Continue the court opinion excerpt on Penal Code section 1109 and Esquivel's bifurcation claim, starting after its final sentence.

▶ _PASSAGE_

——————

AB 333 added a new section to the Penal Code, section 1109. Among other things, this new section requires, upon a defendant's request, the substantive offense of active participation in a criminal street gang (§ 186.22, subd. (a)) to be "tried separately from all other counts that do not otherwise require gang evidence as an element of the crime." (§ 1109, subd. (b).) It also amended section 186.22's definition of "criminal street gang" and "pattern of criminal gang activity" to impose a greater burden of proof on the prosecution to establish a defendant's active participation in a criminal street gang and a gang enhancement. We consider Esquivel's arguments under the newly enacted section 1109 and the amended section 186.22 in turn.
1. Section 1109
At trial, Esquivel moved to bifurcate his trial on the gang charges and gang enhancement allegations, which the prosecution opposed. Following a hearing, the court denied bifurcation.
In his supplemental opening brief, Esquivel contends the entire judgment against him must be reversed due to the retroactive application of newly enacted section 1109, which requires bifurcation of trial on the gang offense and gang enhancement allegations.

——————

▶ _DATA ENTRIES_
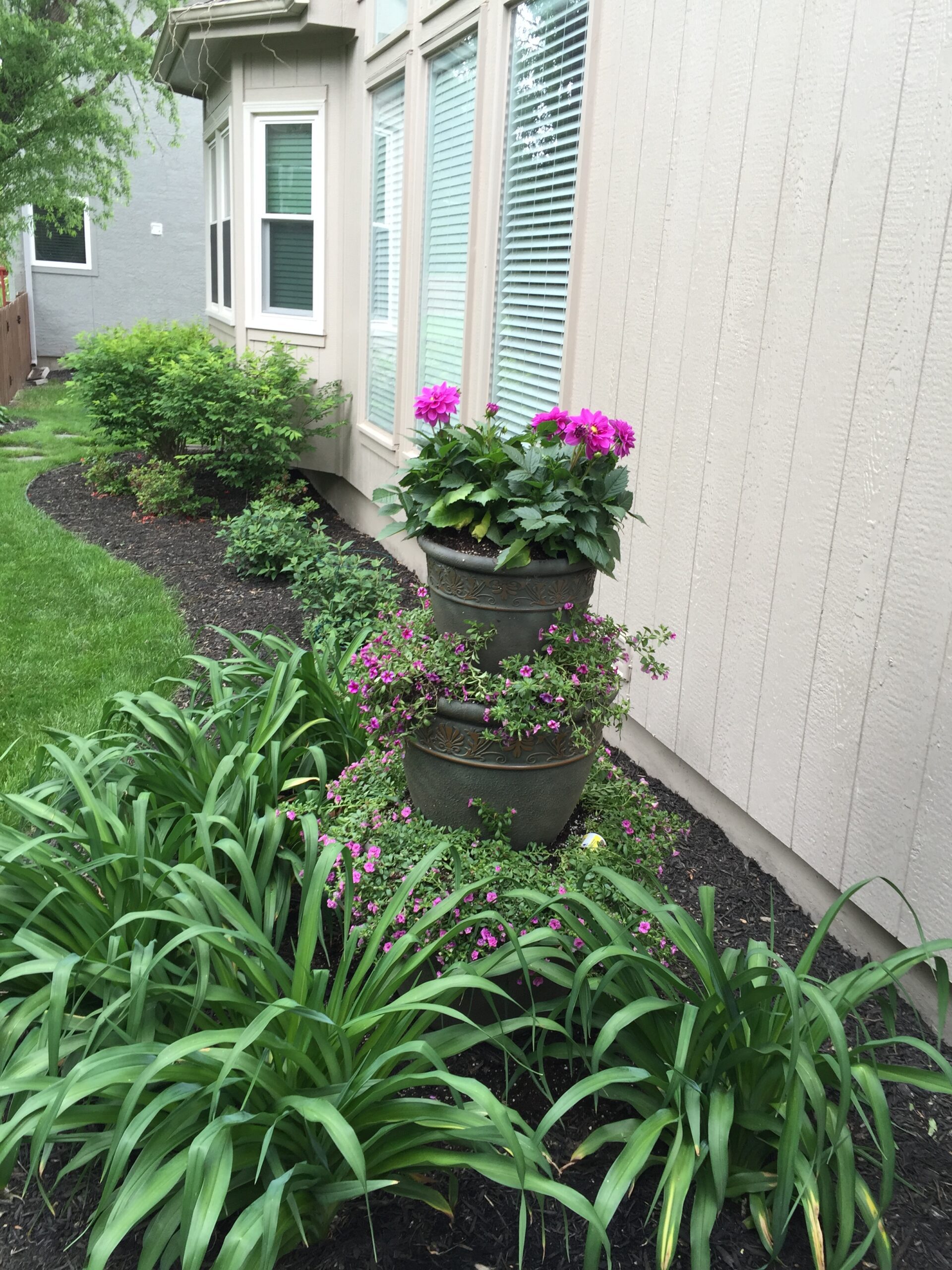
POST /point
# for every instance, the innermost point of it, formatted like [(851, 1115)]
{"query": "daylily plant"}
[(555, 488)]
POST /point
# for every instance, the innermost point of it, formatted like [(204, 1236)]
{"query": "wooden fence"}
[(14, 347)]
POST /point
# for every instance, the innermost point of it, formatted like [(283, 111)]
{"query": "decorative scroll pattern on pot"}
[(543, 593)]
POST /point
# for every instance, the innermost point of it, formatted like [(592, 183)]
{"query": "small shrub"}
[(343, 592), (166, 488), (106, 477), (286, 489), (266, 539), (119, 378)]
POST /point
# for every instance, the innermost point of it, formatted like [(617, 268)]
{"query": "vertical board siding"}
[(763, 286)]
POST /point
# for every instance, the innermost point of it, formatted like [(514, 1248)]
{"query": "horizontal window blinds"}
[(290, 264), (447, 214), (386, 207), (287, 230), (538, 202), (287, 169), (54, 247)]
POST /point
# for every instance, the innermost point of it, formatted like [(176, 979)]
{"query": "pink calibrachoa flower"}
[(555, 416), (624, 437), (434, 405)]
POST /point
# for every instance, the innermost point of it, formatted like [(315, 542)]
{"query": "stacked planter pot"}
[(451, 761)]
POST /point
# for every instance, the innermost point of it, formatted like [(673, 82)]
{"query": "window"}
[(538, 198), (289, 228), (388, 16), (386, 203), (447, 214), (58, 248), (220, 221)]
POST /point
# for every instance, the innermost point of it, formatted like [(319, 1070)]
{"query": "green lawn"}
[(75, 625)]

——————

▶ _EXERCISE ANSWER_
In cases tried before AB 333 took effect, trial courts had discretion to bifurcate the trial of an underlying offense from the trial of a section 186.22 gang enhancement if the court believed admission of gang evidence would be too prejudicial. (See People v. Hernandez (2004) 33 Cal.4th 1040, 1048 (Hernandez).) Such a risk of prejudice, however, was reduced where the gang evidence to be admitted was relevant to "help prove identity, motive, modus operandi, specific intent, means of applying force or fear, or other issues pertinent to guilt of the charged crime." (Id. at p. 1049.) A defendant bore the burden to establish that the substantial danger of undue prejudice outweighed the considerations favoring one, unitary trial. (Id. at p. 1050), Added to the Penal Code by AB 333, section 1109 changed that framework. Now, under section 1109, upon a request by the defense, "a case in which a gang enhancement is charged under subdivision (b) or (d) of Section 186.22 shall be tried in separate phases as follows: (1) The question of the defendant's guilt of the underlying offense shall be first determined. [¶] (2) If the defendant is found guilty of the underlying offense and there is an allegation of an enhancement under subdivision (b) or (d) of Section 186.22, there shall be further proceedings to the trier of fact on the question of the truth of the enhancement." (§ 1109, subd. (a)(1)-(2).) Upon a request by the defense, the new section 1109 also requires the substantive offense of active participation in a criminal street gang (§ 186.22, subd. (a)) to be "tried separately from all other counts that do not otherwise require gang evidence as an element of the crime." (§ 1109, subd. (b).)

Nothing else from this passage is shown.